| Records shown |
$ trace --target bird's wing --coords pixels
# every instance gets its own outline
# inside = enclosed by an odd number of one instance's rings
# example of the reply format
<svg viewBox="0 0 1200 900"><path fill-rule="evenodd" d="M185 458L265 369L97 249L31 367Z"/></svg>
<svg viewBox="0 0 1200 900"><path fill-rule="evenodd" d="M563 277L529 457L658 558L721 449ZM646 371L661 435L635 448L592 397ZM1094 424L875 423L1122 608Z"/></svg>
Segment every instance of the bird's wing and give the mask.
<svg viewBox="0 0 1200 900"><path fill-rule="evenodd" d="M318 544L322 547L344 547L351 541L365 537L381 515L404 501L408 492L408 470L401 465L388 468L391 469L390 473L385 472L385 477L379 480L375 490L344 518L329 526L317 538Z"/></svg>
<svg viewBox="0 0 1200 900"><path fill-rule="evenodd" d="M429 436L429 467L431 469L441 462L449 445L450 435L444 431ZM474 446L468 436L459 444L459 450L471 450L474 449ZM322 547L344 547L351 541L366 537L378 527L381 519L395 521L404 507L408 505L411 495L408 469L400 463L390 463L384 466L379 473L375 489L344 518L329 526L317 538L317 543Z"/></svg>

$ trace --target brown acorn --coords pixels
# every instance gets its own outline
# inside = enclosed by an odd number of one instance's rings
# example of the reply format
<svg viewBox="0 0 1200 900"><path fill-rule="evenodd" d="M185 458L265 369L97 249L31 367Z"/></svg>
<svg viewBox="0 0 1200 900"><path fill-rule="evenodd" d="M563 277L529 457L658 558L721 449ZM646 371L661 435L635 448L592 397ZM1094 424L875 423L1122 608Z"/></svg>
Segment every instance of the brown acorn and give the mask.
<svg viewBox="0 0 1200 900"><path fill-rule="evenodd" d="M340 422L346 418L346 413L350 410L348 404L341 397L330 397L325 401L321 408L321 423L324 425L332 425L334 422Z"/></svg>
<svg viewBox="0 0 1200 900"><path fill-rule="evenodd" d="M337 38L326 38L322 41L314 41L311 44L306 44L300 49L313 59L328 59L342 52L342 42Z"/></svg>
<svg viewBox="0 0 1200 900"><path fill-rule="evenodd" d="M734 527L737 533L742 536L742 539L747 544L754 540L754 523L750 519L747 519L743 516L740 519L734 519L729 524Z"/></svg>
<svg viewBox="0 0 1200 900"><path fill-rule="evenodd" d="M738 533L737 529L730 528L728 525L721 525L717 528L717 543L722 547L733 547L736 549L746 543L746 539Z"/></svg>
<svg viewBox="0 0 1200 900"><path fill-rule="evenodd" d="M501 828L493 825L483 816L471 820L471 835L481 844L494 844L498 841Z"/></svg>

| Task brief |
Every line from the one that has "acorn --coords pixels" down to the last line above must be written out exactly, with both ends included and nothing else.

| Solution |
$ trace --target brown acorn --coords pixels
# every instance gets its own outline
# inside = enclosed by an odd number of one instance's rings
# example of the reply format
<svg viewBox="0 0 1200 900"><path fill-rule="evenodd" d="M185 458L265 369L97 249L31 367Z"/></svg>
<svg viewBox="0 0 1200 900"><path fill-rule="evenodd" d="M563 277L529 457L658 558L721 449ZM646 371L661 435L635 448L592 397ZM1094 424L875 423L1122 608Z"/></svg>
Segment every instance of the brown acorn and give the mask.
<svg viewBox="0 0 1200 900"><path fill-rule="evenodd" d="M340 422L346 418L346 413L350 410L348 404L341 397L330 397L325 401L321 408L321 423L324 425L332 425L334 422Z"/></svg>
<svg viewBox="0 0 1200 900"><path fill-rule="evenodd" d="M337 38L326 38L322 41L314 41L311 44L306 44L300 49L313 59L328 59L342 52L342 42Z"/></svg>
<svg viewBox="0 0 1200 900"><path fill-rule="evenodd" d="M734 527L737 533L742 536L742 539L747 544L754 540L754 523L750 519L747 519L743 516L740 519L734 519L729 524Z"/></svg>
<svg viewBox="0 0 1200 900"><path fill-rule="evenodd" d="M738 533L737 529L730 528L728 525L721 525L717 528L717 543L722 547L733 547L736 549L746 543L746 539Z"/></svg>
<svg viewBox="0 0 1200 900"><path fill-rule="evenodd" d="M501 828L493 825L483 816L471 820L471 835L481 844L494 844L498 841Z"/></svg>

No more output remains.